EXTRACT TO READ>
○ ○ ○ ○ ○ ○ ○

Our shader requires several textures for the various layers; the skin itself is surprisingly scary as it needs a greenish hue, then the deeper ones get warmer tones. The thickness of the tissue also changes a lot across the head, there are bony areas on the forehead and the bridge of the nose, but for example the jaw bone is actually pretty small and even on slim people there's at least a centimeter thick layer of muscle and skin that cover it. Make-up worn by women is another interesting feature.
The actual amount of translucency of the skin is usually determined only by race and fairly consistent between people, although age can also be an important factor.

Eyes are also incredibly complex on their own - the tissue is highly translucent as well, requiring subsurface scattering; and it can also receive light through the eyelids as they're thin enough (although much thicker than you'd think, 2-4 millimeters). The eyes are also covered by thick fluid with a pretty uneven surface that scatters reflections and doesn't necessarily follow eyeball rotations 1:1, and it also tends to accumulate near the eyelids, creating a thin line of highlight at the bottom and the top. Then there's the refractivity of the cornea, which distorts the position of the pupils from side views and also creates caustics. The eyeballs also reflect the eyelashes pretty strongly (or rather, the eyelashes block the reflections of the environment) and receive subtle shadows from the eyelids too.
And the iris is flexible tissue as well, so it actually jiggles a lot as the eye moves, something that can only be seen in slow motion video but may effect the subconscious responses as well (it's also pretty damn freaky - https://www.youtube.com/watch?v=Fmg9ZOHESgQ). Oh and eyeballs don't move in at a constant speed, they tend to have this start-and-stop-and-start movement, and they never really rest still either; animators call this "eye darts".

Once you have a textured and shaded head, you'll also need to create the hair. We've found that it's also very very important to match properly - checking the likeness to the talent is near impossible with a bald head. It's also important to get the eyebrows and eyelashes right (also some pretty complex stuff), as well as the size of the iris and the eyeball in general. These are all aspects where the scan data will be very little help and you'll need some talented artists with a good eye to get the right results.

○ ○ ○ ○ ○ ○ ○

RECORD LIST>
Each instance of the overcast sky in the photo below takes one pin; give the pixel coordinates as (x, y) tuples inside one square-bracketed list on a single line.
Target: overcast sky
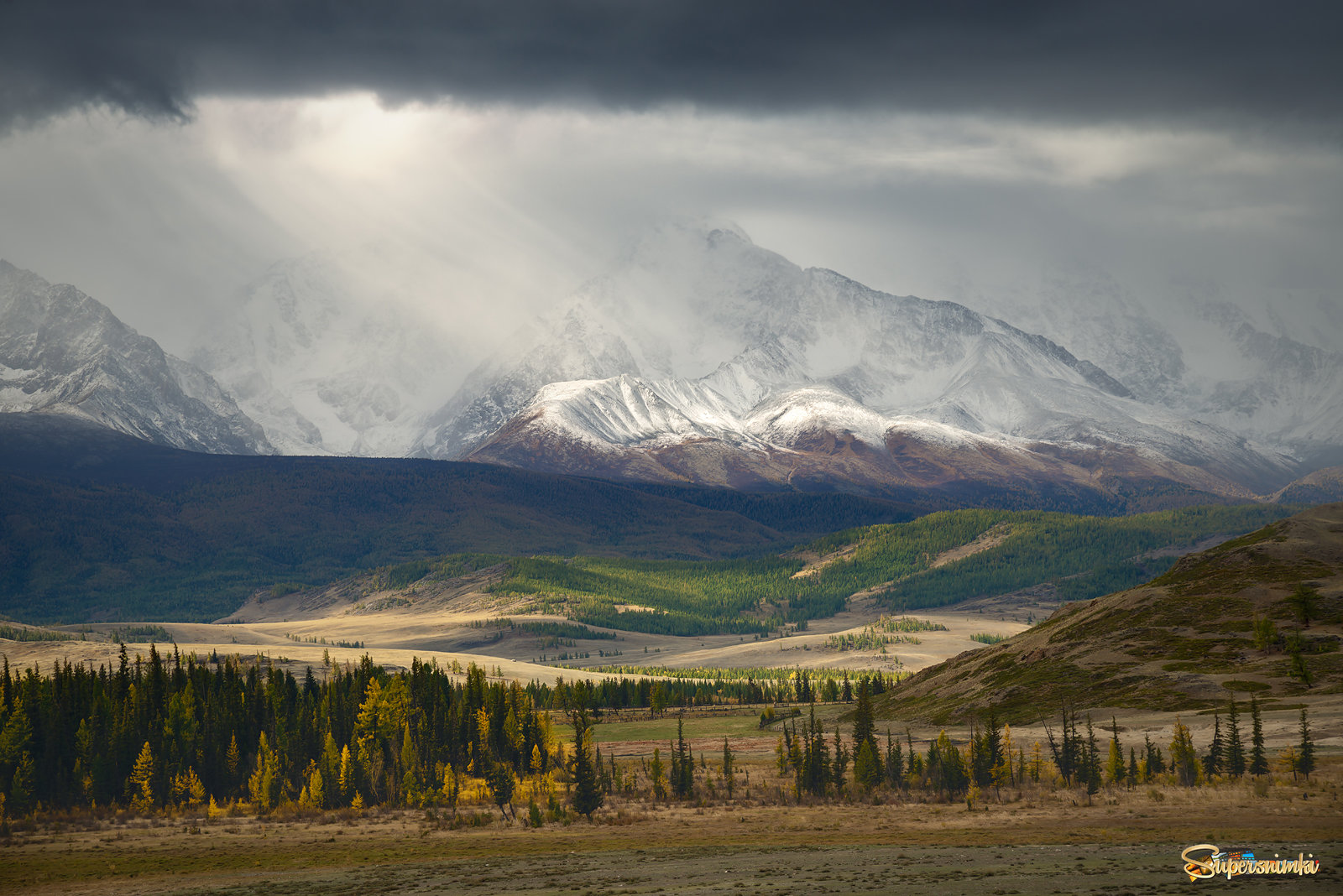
[(161, 154)]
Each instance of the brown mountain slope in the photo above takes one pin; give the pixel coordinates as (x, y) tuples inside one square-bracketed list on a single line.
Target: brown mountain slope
[(1185, 640)]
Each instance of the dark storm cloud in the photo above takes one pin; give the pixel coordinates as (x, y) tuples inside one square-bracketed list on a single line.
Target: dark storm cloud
[(1217, 60)]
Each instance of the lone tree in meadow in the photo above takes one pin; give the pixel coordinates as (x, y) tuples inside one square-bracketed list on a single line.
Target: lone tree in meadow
[(1306, 748), (1259, 759), (588, 793)]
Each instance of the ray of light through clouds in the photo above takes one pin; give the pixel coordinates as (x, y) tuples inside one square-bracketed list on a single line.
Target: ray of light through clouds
[(497, 203)]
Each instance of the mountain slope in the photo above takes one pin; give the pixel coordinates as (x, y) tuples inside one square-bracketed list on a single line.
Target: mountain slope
[(62, 352), (97, 524), (328, 364), (1185, 640), (823, 384)]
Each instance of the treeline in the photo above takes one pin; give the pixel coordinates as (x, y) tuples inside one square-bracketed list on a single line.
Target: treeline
[(758, 596), (1074, 755), (178, 730), (19, 633), (1084, 555), (190, 537)]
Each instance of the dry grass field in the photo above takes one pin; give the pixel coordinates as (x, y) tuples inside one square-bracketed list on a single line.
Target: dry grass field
[(1031, 842)]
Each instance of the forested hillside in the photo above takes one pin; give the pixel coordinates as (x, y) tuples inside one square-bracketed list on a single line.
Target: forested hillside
[(101, 526), (1084, 555)]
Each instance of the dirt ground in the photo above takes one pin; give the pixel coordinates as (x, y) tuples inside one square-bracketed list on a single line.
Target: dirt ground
[(1128, 841), (445, 633)]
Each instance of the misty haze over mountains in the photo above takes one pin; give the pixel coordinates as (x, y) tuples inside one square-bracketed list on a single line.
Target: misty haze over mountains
[(702, 357)]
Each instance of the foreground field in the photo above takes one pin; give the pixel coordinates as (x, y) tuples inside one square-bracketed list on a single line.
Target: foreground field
[(1130, 841)]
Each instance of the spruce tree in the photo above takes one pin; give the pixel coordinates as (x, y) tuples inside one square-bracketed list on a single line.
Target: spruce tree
[(1092, 761), (1213, 761), (1306, 748), (1235, 748), (729, 772), (657, 775), (864, 730), (1259, 759), (866, 770), (588, 794), (143, 779), (1115, 762), (1184, 757), (841, 765)]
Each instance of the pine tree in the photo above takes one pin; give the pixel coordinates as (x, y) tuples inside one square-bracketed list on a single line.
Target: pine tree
[(729, 772), (682, 765), (1092, 762), (839, 766), (346, 782), (866, 770), (265, 785), (500, 781), (1115, 763), (657, 777), (1259, 759), (1306, 748), (895, 762), (143, 779), (1184, 758), (588, 794), (1213, 761), (1235, 748), (863, 718)]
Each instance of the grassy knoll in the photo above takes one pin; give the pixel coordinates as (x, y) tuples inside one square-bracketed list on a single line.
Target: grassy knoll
[(1260, 613)]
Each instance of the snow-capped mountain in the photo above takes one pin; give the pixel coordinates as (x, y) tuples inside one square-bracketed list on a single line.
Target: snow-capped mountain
[(1286, 393), (62, 352), (707, 358), (1248, 369), (327, 367)]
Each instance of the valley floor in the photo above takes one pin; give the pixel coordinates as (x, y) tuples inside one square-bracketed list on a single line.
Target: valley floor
[(1128, 841)]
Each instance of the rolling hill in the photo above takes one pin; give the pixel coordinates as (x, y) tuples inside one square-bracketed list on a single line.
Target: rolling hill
[(1221, 623)]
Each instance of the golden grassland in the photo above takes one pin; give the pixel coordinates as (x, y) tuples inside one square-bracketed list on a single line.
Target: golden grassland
[(760, 842)]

○ ○ ○ ○ ○ ○ ○

OBJECTIVE>
Reproduce verbatim the portion of the text on rendering human skin and eyes that runs from "Once you have" up to and including "the right results.".

FINISHED EXERCISE>
Once you have a textured and shaded head, you'll also need to create the hair. We've found that it's also very very important to match properly - checking the likeness to the talent is near impossible with a bald head. It's also important to get the eyebrows and eyelashes right (also some pretty complex stuff), as well as the size of the iris and the eyeball in general. These are all aspects where the scan data will be very little help and you'll need some talented artists with a good eye to get the right results.